Best Places We Stayed

Anywhere we spent the night which doesn’t necessarily involve a campsite, but is some form of organised accommodation. Top five are not necessarily the most luxurious places we stayed, but for one reason or another, the most memorable (and welcome).

  1. Big Milly’s Backyard, Kokrobite – My first bed for 66 days, complete with a (very popular) shower. Was supposed to be just for a couple of nights, but stayed put for both of our stays. Throw in a bar, restaurant (even with a very relaxed attitude to quick service), occasional live entertainment and even a sweet shop, it became our home from home for the best part of two weeks.
  2. HV8Brasserie De La Mer, Pointe-Noire – On the back of around 10 days without a shower (and on the heels of some less than savoury treatment by the Congolese officials), we would have taken pretty much welcomed anywhere that had running water and somewhere reasonably comfortable to lay our heads. We found camping on the beach, a great bar (once you could get served) with decent food and some thunderous surf.

* _INFORMATION PROVIDED_
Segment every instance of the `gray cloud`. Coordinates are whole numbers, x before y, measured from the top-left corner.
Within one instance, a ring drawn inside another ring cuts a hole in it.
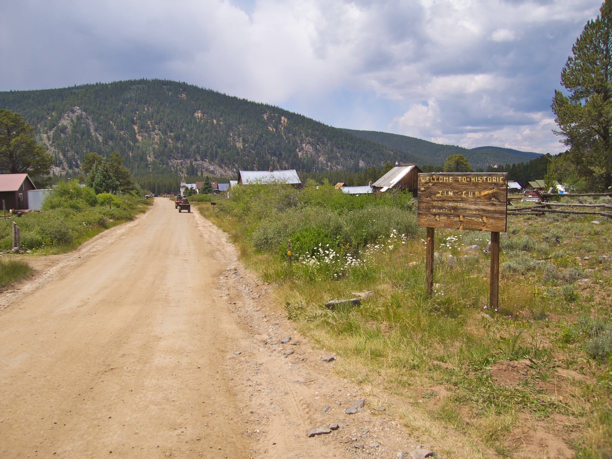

* _STATED TASK_
In the text on the best places stayed, transcribe the stretch from "Best Places We" through "of two weeks.", keeping every word and punctuation mark unchanged.

* _RESPONSE FOR THIS EXERCISE_
Best Places We Stayed

Anywhere we spent the night which doesn’t necessarily involve a campsite, but is some form of organised accommodation. Top five are not necessarily the most luxurious places we stayed, but for one reason or another, the most memorable (and welcome).

  1. Big Milly’s Backyard, Kokrobite – My first bed for 66 days, complete with a (very popular) shower. Was supposed to be just for a couple of nights, but stayed put for both of our stays. Throw in a bar, restaurant (even with a very relaxed attitude to quick service), occasional live entertainment and even a sweet shop, it became our home from home for the best part of two weeks.